WHAT TO PRODUCE:
Render every line of the items below as a numbered list, skipping blank lines and leaving out the pictures.
:: ENTRIES SUPPLIED ::
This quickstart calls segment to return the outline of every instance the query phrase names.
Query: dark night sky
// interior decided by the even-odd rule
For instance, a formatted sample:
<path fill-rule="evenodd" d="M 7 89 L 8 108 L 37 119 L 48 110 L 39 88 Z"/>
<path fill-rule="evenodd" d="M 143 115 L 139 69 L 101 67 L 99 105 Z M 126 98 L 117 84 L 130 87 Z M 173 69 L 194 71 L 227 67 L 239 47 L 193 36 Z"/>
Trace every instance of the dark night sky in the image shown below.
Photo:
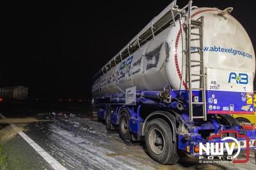
<path fill-rule="evenodd" d="M 94 73 L 171 1 L 1 1 L 0 87 L 25 86 L 35 97 L 90 97 Z M 255 47 L 253 1 L 244 1 L 193 4 L 234 7 Z"/>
:::
RESULT:
1. This quickstart calls segment to return the outline of every instance the query phrase names.
2. Query: dark night sky
3. // interior decided by the even-odd rule
4. For instance, a formatted sample:
5. <path fill-rule="evenodd" d="M 7 89 L 8 108 L 37 119 L 48 110 L 39 88 Z"/>
6. <path fill-rule="evenodd" d="M 143 115 L 139 69 L 101 67 L 99 105 Z M 126 98 L 117 84 L 130 87 Z M 173 69 L 194 71 L 227 67 L 239 47 L 193 36 Z"/>
7. Trace every instance of the dark night sky in the image shown below.
8. Photo:
9. <path fill-rule="evenodd" d="M 94 73 L 171 1 L 1 1 L 0 87 L 25 86 L 35 97 L 90 97 Z M 255 47 L 253 1 L 244 1 L 193 4 L 234 7 Z"/>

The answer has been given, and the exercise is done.